PAGE |
——
Studio album by Tom Odell
- Released: 9 July 2021
- Studio: Hoxa HQ; Sleeper Sounds; Konk; The Cabin; Apogee LA; Echo Zoo; RAK; Rick Nowels' studio;
- Length: 43:22
- Label: Columbia
- Producer: Laurie Blundell; Miles James; Tom Odell;

Tom Odell chronology
| Jubilee Road (2018) | Monsters (2021) | Best Day of My Life (2022) |

= Monsters (Tom Odell album) =

Monsters (stylized in all lowercase) is the fourth studio album by British singer-songwriter Tom Odell. It was released on 9 July 2021. Its lead single, "Numb", was released on 19 February 2021. The album debuted at number four on the UK Albums Chart, becoming Odell's fourth Top 10s.
——
EXTRACTED INFORMATION |
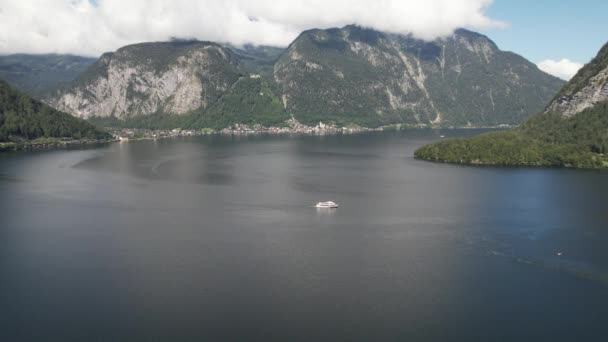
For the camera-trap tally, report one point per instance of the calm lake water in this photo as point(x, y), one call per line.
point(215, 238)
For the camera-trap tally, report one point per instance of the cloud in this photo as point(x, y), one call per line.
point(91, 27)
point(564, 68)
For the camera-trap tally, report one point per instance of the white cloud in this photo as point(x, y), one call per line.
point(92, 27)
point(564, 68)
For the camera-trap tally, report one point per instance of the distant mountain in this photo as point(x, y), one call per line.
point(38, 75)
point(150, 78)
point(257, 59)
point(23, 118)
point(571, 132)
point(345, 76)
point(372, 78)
——
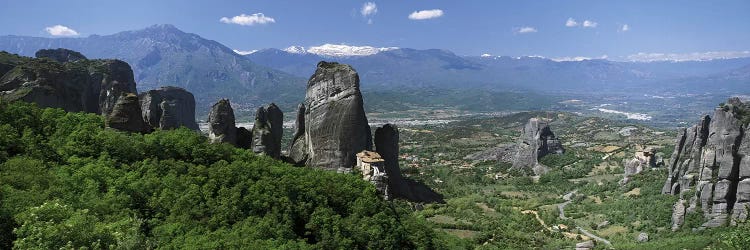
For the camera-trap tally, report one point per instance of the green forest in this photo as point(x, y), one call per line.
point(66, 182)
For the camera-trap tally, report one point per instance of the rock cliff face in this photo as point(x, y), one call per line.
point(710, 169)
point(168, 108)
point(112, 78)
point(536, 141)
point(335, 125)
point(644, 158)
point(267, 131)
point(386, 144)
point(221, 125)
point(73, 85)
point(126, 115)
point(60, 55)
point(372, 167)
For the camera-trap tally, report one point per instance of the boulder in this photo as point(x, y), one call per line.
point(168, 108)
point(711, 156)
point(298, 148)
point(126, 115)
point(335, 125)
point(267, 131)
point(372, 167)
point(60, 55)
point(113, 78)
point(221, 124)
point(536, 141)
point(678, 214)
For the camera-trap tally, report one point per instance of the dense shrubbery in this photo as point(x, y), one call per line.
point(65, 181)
——
EXERCISE TASKS |
(a) In the page on Tom Odell's album Monsters, on what date was the lead single "Numb" released?
(b) Continue the page on Tom Odell's album Monsters from its last sentence.

OUTPUTS IN ORDER |
(a) 19 February 2021

(b)
Professional ratings
Review scores
| Source | Rating |
| The Arts Desk | Star |
| Evening Standard | Star |
| The Line of Best Fit | 7/10 |
| NME | Star |
| The Times | Star |

== Promotion ==
The lead single "Numb" was released the day after the premiere of the music video which was released on 18 February 2021. The video was directed by Tom Odell and Joseph Delaney. The second single from the record was "Monster V.1". Its music video was directed by Tom Odell and Georgie Sommerville and was released on 12 March 2021. On 31 March 2021, Odell released the music video for the third single of the album, "Monster V.2", which served as a collaboration with his fans. "Money" was released as the fourth single; its music video was released on 12 May 2021 and was directed by Georgie Somerville. The fifth single from Monsters was the song "Lose You Again" and the music video was directed by Charlie Lightening.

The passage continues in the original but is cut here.